Records from a point labeling set:
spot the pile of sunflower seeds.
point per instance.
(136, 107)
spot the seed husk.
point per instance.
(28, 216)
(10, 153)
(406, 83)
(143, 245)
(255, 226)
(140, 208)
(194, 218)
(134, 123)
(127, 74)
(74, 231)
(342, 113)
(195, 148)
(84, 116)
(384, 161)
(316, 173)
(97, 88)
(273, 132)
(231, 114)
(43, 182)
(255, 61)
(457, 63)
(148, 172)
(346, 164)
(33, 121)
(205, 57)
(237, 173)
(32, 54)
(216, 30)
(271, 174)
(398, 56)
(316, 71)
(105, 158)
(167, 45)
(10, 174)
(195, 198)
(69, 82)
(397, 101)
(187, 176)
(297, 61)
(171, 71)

**DIRECTIVE:** Retype the data in full and match it exactly.

**COMPLETE ANSWER:**
spot the pile of sunflower seeds.
point per instance.
(136, 107)
spot the seed husk.
point per instance.
(28, 216)
(10, 153)
(406, 83)
(143, 245)
(255, 226)
(140, 208)
(194, 218)
(134, 123)
(127, 74)
(74, 231)
(342, 113)
(195, 148)
(84, 116)
(384, 161)
(316, 173)
(97, 88)
(273, 132)
(231, 114)
(43, 182)
(255, 61)
(457, 63)
(148, 172)
(346, 164)
(33, 121)
(205, 57)
(237, 173)
(32, 54)
(216, 30)
(271, 174)
(398, 56)
(316, 71)
(105, 158)
(167, 45)
(10, 174)
(195, 198)
(69, 82)
(397, 101)
(187, 176)
(297, 61)
(171, 71)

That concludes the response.